— Directions —
Could you rewrite all the lines below in full, multiplying every coordinate in the answers by 1.95 and rounding to whole numbers with halves going up? Leave the pictures out.

— Material provided —
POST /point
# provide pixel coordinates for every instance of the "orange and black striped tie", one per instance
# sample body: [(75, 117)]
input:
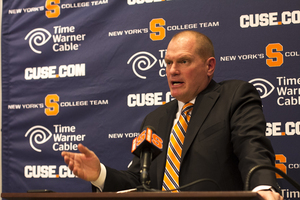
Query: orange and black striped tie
[(171, 176)]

— Answer to the problem —
POST /point
# provide pixel coordinates for every instance of the "orange and black striped tie", one per instance
# sample body: [(75, 117)]
input:
Query: orange and black striped tie
[(333, 343)]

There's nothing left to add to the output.